■ GIVEN TEXT:
============
We decided to use TEI for the Shakespeare Quartos Archive
(henceforth called SQA) for the predictable reasons—
the advancement of a the common standard with
the concomitant potential for interoperability of the data
with a variety of interfaces and the promise of data persistence
across systems over time. We hoped that the
page-image features of the P5 standard (e.g. facsimile,
surface, and zones tags) would make up for what was
sorely lacking in earlier iterations of the standard. We
were, as anyone who has worked extensively with the
standard might predict, disappointed but not despairing.
I do not regret the decision to use TEI P5 for the archive.
There are, after all, few reasonable alternatives at present.
However, it is clear that TEI has not yet sufficiently
evolved the ability to encode data in images with even
the flexibility of the early versions of HTML. In this paper
I will discuss three functions in particular that proved
unnecessarily difficult to implement: processing structurally
coded XML for display in a page-centric interface,
identifying regions within images, and integrating
user-generated annotations into the data model of TEI.
My first complaint is more of a quibble than a real problem,
but it is one I know many share. The current zone
tag allows only for rectangular regions. Lou Bernard
and others on the various TEI listservs have argued that
this is all that is really necessary and that other XML
schemas, like SVG, can be imported to handle anything
else. I appreciate the desire for simplicity in the schema,
but I question whether providing for a very limited shape
(the rectangle) and then forcing users to import entirely
new schemas to achieve the sort of functionality allowable
even by HTML is really all that simple. I would disagree with, but could respect, a decision to leave shape
descriptions out of TEI altogether; such a decision, at
least, would be consistent with the stated goal of simplicity.
But, surely, if the standard is going to natively
support one and only one sort of shape, a set of three
or more coordinate-pairs defining a polygon is a better
choice. Of course, for curves and circles this might also
be insufficient, but it is at least possible to approximate a
circle with a series of points. I do not know how to make
a circle with a square.
============
■ EXTRACTED INFORMATION:
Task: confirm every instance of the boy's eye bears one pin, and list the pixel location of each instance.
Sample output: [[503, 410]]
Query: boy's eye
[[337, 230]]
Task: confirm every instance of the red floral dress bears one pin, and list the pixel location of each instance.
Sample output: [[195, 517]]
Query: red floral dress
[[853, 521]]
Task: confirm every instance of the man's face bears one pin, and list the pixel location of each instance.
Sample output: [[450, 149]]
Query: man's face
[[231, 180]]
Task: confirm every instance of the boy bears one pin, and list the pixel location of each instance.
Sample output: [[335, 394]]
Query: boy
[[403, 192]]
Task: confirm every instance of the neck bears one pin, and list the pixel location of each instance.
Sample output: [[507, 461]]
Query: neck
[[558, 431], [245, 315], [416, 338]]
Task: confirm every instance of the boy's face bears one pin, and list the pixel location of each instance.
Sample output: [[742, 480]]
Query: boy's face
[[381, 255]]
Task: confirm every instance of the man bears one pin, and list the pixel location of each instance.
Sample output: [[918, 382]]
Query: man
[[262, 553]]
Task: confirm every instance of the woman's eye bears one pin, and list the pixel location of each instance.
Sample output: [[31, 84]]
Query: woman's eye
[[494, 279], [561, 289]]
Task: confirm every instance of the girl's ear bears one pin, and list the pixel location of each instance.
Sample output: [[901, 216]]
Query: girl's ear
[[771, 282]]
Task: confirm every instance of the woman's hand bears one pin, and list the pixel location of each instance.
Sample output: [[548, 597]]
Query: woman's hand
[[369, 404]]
============
■ PROBLEM TO WORK ON:
Continue the essay on encoding the Shakespeare Quartos Archive in TEI, picking up right after its final sentence.

■ WRITTEN RESPONSE:
Additionally, as in so many projects, the problem of
overlapping hierarchies has plagued the encoding and
processing of the Shakespeare Quartos Archive. SQA
presents the user with a desktop-like environment of
draggable, resizable panels that can display, for a given
page in a quarto, either a digital image or a textual transcript.
The user, through the use of navigational buttons,
can advance forward through the quarto, reading the
page images or the transcripts in order. Such an interface
is relatively common in image-based editions, but
seems needlessly complicated to produce in TEI where
pages, in order to solve problems of overlapping hierarchies,
are usually represented as empty milestones. This
is a familiar problem in TEI encoding, of course, and has
proven so bothersome as to be the subject of a special
interest group of the organization. Various attempts at
solving this problem through segmented tags or concurrent
hierarchies of various sorts are still being discussed,
but the use of an empty milestone tag for page breaks is,
while not a universally accepted solution, probably the
most common one.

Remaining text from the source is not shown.